* RAW DATA *
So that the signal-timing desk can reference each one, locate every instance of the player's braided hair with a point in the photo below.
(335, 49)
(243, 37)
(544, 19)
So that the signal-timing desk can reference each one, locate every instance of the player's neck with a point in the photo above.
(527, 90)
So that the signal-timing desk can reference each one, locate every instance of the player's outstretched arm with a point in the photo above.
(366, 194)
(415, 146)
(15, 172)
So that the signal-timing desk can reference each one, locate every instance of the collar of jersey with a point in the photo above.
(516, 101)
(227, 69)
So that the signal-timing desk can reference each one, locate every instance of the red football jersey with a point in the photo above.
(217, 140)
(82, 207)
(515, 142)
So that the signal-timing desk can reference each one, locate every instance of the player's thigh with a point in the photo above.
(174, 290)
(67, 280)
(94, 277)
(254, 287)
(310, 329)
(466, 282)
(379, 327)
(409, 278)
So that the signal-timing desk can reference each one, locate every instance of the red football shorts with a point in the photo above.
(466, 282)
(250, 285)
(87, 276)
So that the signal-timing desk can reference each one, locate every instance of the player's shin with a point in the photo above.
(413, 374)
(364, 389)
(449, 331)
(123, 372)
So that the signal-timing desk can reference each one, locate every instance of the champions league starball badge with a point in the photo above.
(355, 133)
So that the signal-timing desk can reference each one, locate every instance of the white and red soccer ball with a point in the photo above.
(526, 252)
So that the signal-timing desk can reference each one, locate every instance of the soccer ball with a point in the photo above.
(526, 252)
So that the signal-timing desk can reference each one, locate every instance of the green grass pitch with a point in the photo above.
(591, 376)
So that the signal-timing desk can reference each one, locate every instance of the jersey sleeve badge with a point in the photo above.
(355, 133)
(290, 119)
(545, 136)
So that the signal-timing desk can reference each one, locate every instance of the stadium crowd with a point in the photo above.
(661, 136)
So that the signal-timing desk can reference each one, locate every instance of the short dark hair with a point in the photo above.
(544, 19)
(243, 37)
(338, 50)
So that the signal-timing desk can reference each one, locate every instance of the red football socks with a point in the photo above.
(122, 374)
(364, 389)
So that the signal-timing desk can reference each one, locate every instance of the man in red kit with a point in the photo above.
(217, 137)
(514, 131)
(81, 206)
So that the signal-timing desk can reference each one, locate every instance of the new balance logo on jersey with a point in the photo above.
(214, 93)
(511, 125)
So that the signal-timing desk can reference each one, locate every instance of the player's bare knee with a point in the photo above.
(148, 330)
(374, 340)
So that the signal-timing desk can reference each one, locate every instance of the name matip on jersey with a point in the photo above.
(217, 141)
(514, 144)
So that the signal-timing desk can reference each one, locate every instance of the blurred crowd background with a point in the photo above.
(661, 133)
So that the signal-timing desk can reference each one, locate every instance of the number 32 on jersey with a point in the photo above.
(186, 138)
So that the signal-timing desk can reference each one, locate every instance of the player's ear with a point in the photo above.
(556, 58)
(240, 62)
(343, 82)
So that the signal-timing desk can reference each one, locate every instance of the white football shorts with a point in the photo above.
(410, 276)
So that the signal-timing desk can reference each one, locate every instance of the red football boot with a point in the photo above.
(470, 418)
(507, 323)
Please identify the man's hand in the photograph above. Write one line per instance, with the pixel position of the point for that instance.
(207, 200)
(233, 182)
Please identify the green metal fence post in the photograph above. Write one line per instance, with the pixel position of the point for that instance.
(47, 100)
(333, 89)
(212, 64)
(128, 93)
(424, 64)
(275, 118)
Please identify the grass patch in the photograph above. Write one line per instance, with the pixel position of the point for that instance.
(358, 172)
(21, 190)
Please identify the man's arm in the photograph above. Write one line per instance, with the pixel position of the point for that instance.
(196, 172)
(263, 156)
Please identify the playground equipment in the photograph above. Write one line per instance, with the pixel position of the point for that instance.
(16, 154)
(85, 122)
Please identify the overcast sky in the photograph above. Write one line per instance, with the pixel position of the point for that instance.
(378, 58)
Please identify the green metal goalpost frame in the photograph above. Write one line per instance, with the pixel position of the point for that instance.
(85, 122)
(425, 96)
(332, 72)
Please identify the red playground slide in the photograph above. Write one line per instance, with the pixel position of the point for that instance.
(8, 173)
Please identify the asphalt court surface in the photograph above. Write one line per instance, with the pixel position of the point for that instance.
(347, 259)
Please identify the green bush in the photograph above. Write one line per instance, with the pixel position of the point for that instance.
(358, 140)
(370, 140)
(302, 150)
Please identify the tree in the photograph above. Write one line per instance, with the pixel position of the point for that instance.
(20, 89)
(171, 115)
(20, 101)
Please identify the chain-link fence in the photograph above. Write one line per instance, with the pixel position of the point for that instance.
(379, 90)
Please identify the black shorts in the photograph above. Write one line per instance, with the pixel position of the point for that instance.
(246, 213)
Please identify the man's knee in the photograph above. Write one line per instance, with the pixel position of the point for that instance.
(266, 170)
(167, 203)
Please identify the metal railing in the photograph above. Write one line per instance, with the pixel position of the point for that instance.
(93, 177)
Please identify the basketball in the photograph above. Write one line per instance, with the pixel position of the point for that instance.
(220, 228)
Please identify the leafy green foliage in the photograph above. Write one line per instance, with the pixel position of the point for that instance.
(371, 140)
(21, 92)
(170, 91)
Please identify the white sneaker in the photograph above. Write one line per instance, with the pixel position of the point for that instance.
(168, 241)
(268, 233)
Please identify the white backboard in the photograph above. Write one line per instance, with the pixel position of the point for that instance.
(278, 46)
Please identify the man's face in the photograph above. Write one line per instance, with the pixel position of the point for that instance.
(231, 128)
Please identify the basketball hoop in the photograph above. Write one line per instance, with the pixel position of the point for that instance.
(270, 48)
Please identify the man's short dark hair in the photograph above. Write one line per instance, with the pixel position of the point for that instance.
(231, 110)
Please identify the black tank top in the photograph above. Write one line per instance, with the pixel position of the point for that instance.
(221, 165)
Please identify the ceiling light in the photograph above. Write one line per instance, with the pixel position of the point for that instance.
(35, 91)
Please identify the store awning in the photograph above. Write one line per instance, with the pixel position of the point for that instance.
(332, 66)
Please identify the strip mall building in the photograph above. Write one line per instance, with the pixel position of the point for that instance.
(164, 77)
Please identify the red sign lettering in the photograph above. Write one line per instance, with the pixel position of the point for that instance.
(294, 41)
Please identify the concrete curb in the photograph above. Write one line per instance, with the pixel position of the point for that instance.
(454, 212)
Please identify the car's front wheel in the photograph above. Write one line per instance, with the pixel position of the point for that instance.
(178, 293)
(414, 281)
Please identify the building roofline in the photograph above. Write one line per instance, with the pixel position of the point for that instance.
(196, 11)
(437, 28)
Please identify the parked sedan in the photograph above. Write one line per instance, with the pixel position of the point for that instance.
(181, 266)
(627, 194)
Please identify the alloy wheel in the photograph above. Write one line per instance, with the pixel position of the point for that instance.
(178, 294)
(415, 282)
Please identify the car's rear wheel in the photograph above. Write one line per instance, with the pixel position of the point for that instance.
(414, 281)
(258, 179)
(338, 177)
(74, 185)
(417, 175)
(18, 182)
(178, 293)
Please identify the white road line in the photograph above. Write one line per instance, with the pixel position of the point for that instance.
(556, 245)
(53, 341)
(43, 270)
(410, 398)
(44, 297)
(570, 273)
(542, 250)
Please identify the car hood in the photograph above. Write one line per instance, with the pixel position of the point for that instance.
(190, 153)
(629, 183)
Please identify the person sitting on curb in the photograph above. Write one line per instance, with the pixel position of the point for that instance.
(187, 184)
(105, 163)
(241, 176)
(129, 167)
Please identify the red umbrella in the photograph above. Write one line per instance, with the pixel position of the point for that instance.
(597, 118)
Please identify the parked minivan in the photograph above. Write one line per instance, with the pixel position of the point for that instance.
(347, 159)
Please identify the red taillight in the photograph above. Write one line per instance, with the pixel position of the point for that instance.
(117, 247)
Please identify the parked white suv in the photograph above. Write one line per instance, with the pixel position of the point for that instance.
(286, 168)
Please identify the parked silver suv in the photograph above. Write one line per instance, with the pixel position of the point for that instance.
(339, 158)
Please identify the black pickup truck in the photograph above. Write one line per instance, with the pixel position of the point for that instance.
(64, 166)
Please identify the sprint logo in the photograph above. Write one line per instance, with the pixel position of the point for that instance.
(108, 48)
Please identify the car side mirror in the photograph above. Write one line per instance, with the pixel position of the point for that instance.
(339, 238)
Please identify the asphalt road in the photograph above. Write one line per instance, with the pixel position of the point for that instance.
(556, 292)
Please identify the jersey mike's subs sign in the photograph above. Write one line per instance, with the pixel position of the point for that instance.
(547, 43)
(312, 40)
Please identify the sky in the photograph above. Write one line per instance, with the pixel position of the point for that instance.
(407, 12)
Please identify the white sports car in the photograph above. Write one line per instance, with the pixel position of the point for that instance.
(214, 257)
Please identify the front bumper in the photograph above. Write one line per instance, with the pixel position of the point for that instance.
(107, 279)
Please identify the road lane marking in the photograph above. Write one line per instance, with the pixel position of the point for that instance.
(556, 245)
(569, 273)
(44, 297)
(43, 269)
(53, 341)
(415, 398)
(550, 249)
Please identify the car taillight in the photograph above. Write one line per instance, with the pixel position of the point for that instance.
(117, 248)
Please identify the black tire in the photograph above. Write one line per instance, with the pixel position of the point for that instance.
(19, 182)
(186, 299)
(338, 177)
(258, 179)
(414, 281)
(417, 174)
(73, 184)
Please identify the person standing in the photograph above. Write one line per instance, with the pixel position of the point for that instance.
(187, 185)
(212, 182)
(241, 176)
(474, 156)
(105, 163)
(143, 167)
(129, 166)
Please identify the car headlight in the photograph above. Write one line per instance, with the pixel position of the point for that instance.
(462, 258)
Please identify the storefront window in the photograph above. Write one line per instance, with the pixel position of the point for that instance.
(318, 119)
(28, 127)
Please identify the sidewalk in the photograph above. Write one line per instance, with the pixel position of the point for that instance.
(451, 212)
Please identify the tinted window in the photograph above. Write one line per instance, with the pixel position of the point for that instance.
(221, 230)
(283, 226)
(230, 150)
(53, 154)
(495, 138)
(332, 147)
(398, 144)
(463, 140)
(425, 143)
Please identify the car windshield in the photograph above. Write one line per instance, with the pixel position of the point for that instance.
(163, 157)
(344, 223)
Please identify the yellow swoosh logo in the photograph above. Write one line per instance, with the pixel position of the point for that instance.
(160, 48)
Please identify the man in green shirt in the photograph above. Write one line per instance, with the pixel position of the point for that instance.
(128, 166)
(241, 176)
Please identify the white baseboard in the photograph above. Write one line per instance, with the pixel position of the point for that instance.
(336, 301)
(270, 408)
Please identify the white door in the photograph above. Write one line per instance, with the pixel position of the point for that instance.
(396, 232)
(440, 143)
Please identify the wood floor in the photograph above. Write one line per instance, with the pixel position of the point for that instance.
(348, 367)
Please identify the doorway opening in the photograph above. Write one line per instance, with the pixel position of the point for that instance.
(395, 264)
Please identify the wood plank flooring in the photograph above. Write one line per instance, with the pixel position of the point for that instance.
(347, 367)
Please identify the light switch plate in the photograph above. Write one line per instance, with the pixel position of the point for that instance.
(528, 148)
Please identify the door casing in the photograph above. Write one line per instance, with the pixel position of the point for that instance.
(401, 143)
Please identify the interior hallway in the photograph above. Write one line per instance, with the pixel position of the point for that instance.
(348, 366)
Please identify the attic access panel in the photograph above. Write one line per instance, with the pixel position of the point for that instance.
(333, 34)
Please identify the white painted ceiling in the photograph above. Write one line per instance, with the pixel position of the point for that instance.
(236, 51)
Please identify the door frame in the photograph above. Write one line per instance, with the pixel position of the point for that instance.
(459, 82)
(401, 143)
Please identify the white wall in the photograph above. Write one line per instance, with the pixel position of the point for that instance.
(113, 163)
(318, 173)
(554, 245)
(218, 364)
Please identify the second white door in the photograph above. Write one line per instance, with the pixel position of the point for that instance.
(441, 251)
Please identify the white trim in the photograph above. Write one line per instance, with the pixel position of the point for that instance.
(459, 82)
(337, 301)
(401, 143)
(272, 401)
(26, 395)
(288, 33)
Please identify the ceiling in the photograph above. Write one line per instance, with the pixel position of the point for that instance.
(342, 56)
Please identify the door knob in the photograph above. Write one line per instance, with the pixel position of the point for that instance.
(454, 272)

* GOAL OF THE EXERCISE *
Return, word for word, the lines from the one containing "Please identify the door casing" through the end of the data above, both ends included, and nothing else.

* SOLVED EXERCISE *
Please identify the door casing in the photograph above. Write one line per instance, with the pixel position of the point for that instance.
(401, 143)
Please identify the interior hallway in the photograph above. Write one line per instance, with the pixel position of the point for that instance.
(348, 366)
Please identify the attic access panel in the photograph above. Write one line per instance, with the pixel position of the point for that instance.
(333, 34)
Please identify the white painted ceiling in the photograph above. Write one line per instance, with the pixel position of the point for that instance.
(236, 51)
Please identify the door frame in the photograph above. Write one line per instance, with the pixel position of the point for that instance.
(459, 82)
(401, 143)
Please identify the white wall in the photograph above. Write one line per instance, with the pixel position of the point for that instance.
(113, 163)
(318, 173)
(554, 245)
(218, 364)
Please identify the second white door in the photograph above. Write one line per instance, with the pixel position of the point for that instance.
(441, 251)
Please identify the white trim in the photograph above. Write one line per instance, with the pixel position of the point for that instance.
(459, 82)
(337, 301)
(401, 143)
(272, 401)
(26, 395)
(288, 33)
Please identify the ceiling in the photograph above. Write one line per instance, with the pixel position of the point for that instance.
(342, 56)
Please identify the door knob in the photograph above. Write one line per instance, with the pixel position of the point for that instance.
(454, 272)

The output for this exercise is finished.